[Records from a dataset]
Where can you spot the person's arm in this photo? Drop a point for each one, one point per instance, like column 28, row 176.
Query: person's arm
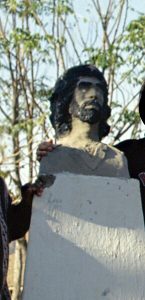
column 19, row 216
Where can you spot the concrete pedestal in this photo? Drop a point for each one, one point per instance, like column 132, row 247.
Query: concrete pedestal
column 86, row 241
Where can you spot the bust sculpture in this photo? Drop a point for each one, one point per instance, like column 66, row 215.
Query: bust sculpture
column 79, row 114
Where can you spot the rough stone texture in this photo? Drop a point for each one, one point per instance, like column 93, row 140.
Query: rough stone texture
column 86, row 241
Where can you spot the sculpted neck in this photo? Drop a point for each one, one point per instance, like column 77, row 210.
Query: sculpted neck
column 81, row 135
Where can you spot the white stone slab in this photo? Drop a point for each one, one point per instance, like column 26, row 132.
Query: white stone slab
column 86, row 241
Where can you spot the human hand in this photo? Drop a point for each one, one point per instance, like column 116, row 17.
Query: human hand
column 30, row 189
column 44, row 148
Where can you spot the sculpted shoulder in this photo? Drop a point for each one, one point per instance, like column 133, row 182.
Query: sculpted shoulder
column 95, row 159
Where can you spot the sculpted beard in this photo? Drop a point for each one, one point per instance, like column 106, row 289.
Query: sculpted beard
column 90, row 111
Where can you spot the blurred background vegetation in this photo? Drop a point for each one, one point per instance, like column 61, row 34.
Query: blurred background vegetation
column 39, row 39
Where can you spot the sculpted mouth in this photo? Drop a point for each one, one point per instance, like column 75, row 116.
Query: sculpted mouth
column 91, row 106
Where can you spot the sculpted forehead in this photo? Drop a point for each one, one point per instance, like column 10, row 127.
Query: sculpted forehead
column 88, row 88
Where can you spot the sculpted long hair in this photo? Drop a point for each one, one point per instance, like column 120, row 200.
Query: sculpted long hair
column 62, row 95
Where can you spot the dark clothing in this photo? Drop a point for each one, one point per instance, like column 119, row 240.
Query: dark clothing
column 14, row 223
column 134, row 151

[WRITTEN EXERCISE]
Reproduce all of the data above word for word, omitting the pictures.

[EXERCISE SOLUTION]
Where can you spot the person's arm in this photo? Drop a point for each one, one point per instance, like column 28, row 176.
Query: person's arm
column 19, row 216
Where can you spot the concrete pedestal in this photo? Drop a point for each one, one point per instance, like column 132, row 247.
Query: concrete pedestal
column 86, row 241
Where can you spot the bust sculpture in this photo? Drop a point for each one, one point per instance, like column 66, row 215.
Query: bust sculpture
column 79, row 114
Where can you spot the rough stone texture in this photo? Drop a point for each one, one point per instance, like column 93, row 140.
Query: rough stone texture
column 86, row 241
Where can you spot the sculpted neck in this photo? Drop a point for each one, one point per instance, like column 77, row 210.
Query: sculpted neck
column 81, row 135
Where can you spot the white stone slab in this photo? Drop a point for each one, one point per instance, like column 26, row 132.
Query: white stone slab
column 86, row 241
Where can you spot the human hand in this photo? Drop a point for each one, one point per instance, like column 116, row 17.
Query: human hand
column 30, row 189
column 44, row 148
Where can you spot the sculpted shoulder in this photo? Drop a point for each one, one point per instance, like column 133, row 182.
Query: sculpted shoulder
column 95, row 159
Where can you spot the sculpted beard in this photo? Drop a point for each one, one point per instance, like column 106, row 289.
Query: sculpted beard
column 90, row 111
Where can you spot the blurred background vegetation in this photo? Drop a point for each one, one point per instance, like column 61, row 34.
Query: blurred background vegetation
column 39, row 39
Where can you spot the sculpted mouth in this photo? Drop a point for each one, one point per instance, like column 75, row 116.
Query: sculpted mouth
column 91, row 106
Where can you spot the sculpted forehead in this photo? Drop a point for each one, one point per instance, like column 10, row 127.
Query: sculpted forehead
column 88, row 88
Where can you spot the sculpted long hair in this photo? Drop a point for each one, one point per instance, like column 120, row 200.
Query: sculpted long hair
column 62, row 95
Where can you spot the dark clothing in this photo? Drop a point for each one, one point per instance, like column 119, row 240.
Query: dark clothing
column 14, row 223
column 134, row 151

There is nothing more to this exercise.